▶ _Page extract_

►

But Norfolk always drew her; in 1946 she and Roy rented Bayfield Brecks, a Dutch-gabled doll's house out in the fields near Holt, and in 1963 they bought the old Rectory at Holt. After Roy (who had been knighted in 1959) died in 1978, she lived on there until her death. She filled the 18th-century house, with its romantic early Victorian garden, stream and wood famous for snowdrops, with her own tastes and personality, and mementoes of her life, friends and many Norfolk connections.
Billa was an omnivorous and wide-ranging reader, though neither academic, nor intellectual. She had a razor-sharp mind, a warm heart, a great sense of fun, enormous energy, and an exceedingly strong character. Economics meant nothing to her at Oxford, nor did hunting, shooting and fishing in Norfolk: her loves were for buildings, especially churches; gardens, including her own; food, cooked by her out of her large kitchen garden (looked after in her last years by her much-loved grandson); anything to do with Norfolk; and, above all, people of all kinds and ages. She loved filling the house with family and friends, or the friends of her two sons, or the children or grandchildren of her friends, especially for memorable long weekends or more of croquet, picnics, sight-seeing, walks and talk in the hot Norfolk summers.

◄

Translate this sentence from the passage about Billa's life in Norfolk into Spanish: "She had a razor-sharp mind, a warm heart, a great sense of fun, enormous energy, and an exceedingly strong character."

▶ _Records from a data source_
►

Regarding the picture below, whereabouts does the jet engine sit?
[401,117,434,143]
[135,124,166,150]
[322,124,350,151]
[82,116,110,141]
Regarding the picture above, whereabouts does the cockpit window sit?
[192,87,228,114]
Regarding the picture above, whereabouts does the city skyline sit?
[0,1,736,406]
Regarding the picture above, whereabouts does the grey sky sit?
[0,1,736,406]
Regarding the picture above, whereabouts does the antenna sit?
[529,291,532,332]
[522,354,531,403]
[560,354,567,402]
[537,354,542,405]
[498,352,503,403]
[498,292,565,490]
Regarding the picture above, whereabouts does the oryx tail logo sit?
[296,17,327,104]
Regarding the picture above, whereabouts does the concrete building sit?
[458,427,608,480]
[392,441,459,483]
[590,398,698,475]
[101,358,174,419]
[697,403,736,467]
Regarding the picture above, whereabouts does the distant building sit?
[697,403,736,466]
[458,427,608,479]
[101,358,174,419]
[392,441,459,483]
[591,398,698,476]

◄
►

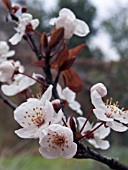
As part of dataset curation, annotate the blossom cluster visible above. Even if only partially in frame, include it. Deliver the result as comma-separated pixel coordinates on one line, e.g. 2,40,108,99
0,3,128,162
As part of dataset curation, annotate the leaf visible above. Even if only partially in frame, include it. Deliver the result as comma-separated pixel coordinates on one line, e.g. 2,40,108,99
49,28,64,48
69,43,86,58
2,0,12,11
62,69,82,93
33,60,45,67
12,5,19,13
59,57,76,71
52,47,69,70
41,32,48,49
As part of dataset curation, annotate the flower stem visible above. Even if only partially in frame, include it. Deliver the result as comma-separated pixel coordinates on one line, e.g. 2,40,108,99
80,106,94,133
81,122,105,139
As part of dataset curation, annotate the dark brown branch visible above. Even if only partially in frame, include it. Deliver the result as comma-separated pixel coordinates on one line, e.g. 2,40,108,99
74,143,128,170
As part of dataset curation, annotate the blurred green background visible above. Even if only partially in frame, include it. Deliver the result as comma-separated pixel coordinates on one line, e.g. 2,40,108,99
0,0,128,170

◄

▶ _Exercise solution_
Tenía una mente afilada como una navaja, un corazón cálido, un gran sentido del humor, una energía enorme y un carácter sumamente fuerte.